If hot-sparing was enabled at the time of the disk failure and successfully relocated redundant data, you do not need to follow the procedure below. Instead, you can initialize a new disk for LSM and optionally move the data from the hot-spare disk to the new disk (Section 5.1.6), or you can configure the new disk as a hot-spare disk (Section 3.5.1).
To replace a failed boot disk, see Section 6.4.6.
Note
If the failed disk is part of a hardware stripeset or RAIDset that you set up with a particular chunk size, recreate the same attributes on the replacement disk. For more information on LSM disks comprised of hardware sets, see the Best Practice entitled Aligning LSM Disks and Volumes to Hardware RAID Devices at the following URL:
http://www.tru64unix.compaq.com/docs/best_practices/sys_bps.html
To replace a failed disk:
Identify the disk media name of the failed disk using one of the following commands:
To display all disk, disk group, and volume information and the status of any volumes that are affected by the failed disk:
# volprint -Aht
To display only disk information:
# volprint -Adt
Remove the failed disk media name from its disk group, using the -k option to retain the disk media name:
# voldg [-g disk_group] -k rmdisk disk_media_name
Remove the failed disk access name from LSM control:
# voldisk rm disk_access_name
You must completely remove the device from LSM before running any non-LSM
commands to remove and replace the failed disk, such as
hwmgr redirect.
Physically remove the failed disk and replace it with a new disk.

[INFORMATION PROVIDED]
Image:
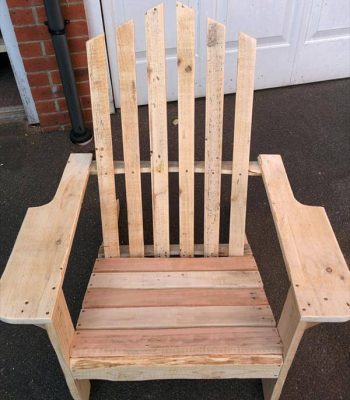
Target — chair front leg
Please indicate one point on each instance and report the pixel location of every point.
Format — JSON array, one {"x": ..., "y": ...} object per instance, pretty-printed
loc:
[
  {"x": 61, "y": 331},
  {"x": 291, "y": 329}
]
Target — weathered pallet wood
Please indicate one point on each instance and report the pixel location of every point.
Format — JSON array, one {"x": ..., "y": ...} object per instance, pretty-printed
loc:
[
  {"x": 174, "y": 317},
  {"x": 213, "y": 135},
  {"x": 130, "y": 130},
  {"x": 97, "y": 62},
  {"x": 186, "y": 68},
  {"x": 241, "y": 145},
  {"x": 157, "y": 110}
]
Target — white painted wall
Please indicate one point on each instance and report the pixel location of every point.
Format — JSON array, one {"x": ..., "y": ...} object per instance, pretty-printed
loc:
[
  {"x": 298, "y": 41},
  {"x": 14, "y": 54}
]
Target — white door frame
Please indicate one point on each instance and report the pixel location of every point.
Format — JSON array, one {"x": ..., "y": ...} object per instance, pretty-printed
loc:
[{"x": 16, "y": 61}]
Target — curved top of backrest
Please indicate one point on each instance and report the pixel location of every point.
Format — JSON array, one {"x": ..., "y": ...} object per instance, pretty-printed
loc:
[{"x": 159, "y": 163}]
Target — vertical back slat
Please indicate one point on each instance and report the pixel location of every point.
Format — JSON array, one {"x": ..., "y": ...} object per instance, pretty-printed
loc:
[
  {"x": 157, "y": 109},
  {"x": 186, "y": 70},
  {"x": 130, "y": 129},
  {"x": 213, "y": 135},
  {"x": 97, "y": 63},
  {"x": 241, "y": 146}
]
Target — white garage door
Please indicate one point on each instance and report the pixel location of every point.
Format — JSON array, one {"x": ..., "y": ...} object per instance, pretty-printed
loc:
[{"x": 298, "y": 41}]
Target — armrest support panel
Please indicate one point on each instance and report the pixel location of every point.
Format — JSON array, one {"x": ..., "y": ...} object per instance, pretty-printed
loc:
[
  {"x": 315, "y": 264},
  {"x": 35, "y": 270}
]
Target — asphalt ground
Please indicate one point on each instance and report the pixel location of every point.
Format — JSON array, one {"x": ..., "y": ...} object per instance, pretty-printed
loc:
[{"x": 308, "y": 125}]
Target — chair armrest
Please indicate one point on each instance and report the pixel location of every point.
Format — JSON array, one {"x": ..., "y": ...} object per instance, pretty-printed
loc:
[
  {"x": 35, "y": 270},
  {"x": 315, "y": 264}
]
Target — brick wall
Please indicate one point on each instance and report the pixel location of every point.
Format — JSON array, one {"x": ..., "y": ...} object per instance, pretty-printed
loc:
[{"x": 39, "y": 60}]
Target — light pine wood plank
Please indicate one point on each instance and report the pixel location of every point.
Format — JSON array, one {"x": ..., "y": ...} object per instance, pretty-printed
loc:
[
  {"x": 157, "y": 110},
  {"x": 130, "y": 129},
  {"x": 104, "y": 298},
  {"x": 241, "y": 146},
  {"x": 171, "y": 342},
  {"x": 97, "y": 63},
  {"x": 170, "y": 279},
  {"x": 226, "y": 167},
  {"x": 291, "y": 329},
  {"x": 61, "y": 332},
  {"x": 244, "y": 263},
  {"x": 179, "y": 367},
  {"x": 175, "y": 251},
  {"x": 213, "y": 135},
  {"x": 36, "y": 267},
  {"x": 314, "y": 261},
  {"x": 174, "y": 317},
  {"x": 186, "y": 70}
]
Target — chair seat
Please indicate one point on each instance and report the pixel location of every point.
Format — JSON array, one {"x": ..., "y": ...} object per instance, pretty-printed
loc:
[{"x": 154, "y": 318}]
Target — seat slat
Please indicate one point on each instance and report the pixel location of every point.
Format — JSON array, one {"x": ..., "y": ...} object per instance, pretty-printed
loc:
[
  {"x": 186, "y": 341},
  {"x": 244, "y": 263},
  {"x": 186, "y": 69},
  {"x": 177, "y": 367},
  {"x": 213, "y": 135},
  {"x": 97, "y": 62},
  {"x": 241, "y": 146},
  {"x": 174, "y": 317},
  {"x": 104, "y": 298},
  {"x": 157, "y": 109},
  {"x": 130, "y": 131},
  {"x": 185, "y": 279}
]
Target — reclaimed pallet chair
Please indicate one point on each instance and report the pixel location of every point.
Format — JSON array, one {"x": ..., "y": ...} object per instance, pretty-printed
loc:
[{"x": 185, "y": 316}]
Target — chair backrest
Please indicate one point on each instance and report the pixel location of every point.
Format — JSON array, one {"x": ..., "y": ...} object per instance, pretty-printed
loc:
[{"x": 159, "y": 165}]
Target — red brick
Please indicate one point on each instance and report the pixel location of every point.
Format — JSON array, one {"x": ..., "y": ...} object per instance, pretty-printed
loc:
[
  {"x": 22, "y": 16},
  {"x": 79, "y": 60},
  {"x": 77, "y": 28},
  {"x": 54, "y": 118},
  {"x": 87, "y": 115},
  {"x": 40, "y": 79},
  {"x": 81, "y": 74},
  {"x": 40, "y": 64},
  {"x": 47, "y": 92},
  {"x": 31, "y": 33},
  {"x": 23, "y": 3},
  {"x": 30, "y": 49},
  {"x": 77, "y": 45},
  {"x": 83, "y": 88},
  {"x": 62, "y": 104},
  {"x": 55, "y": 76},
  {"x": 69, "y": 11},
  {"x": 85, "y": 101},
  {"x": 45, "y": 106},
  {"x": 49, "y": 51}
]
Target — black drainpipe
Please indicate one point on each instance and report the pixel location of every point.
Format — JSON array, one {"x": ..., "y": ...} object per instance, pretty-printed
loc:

[OBJECTIVES]
1 - In the disk replacement procedure, which option keeps the disk media name when the failed disk is removed from its disk group?
2 - Summarize the disk replacement procedure in two sentences.
3 - Pick up the disk replacement procedure after its last step and continue it.

[RESULTS]
1 - The -k option of the voldg rmdisk command.

2 - If hot-sparing relocated redundant data when the disk failed, the procedure is unnecessary, and a new disk can instead be initialized for LSM or configured as a hot-spare disk. Otherwise, you identify the failed disk's media name with volprint, remove that name from its disk group with voldg using the -k option, remove the disk access name from LSM control with voldisk rm, and then physically replace the failed disk with a new one.

3 -
Scan for the new disk:
# hwmgr scan scsi
The
hwmgr
command returns the prompt before it completes
the scan.
Confirm that the system has discovered the new disk before continuing,
for example, by entering the
hwmgr show scsi
command until
you see the new device.
Label and initialize the new disk, using one of the following procedures.
If you saved a copy of the disk label information for the failed disk when you initialized the disk originally (see Section 4.1.5 for more information), and you want to apply that disk label to the new disk, do the following:
Apply the backup disk label to the new disk:
# disklabel -R disk_access_name file
Initialize the disk for LSM as the same LSM disk type (simple, sliced, or nopriv) as the failed disk, with the same public or private region offset (if applicable) as the failed disk.
Specify the disk access name in the form of either
dskn
(for the entire disk) or
dsknp
(for a partition of the disk):
For a
nopriv
disk:
# voldisk -f init disk_access_name
For a
sliced
disk:
# voldisk -f init disk_access_name \ [puboffset=16]
Make sure the
puboffset
you specify is the same as
it was on the failed disk.
For a
simple
disk on a partition that begins
at block 0 of the disk (for example, the
a
or
c
partition):
# voldisk -f init disk_access_name \ privoffset=16
Make sure the
privoffset
you specify is the same
as it was on the failed disk.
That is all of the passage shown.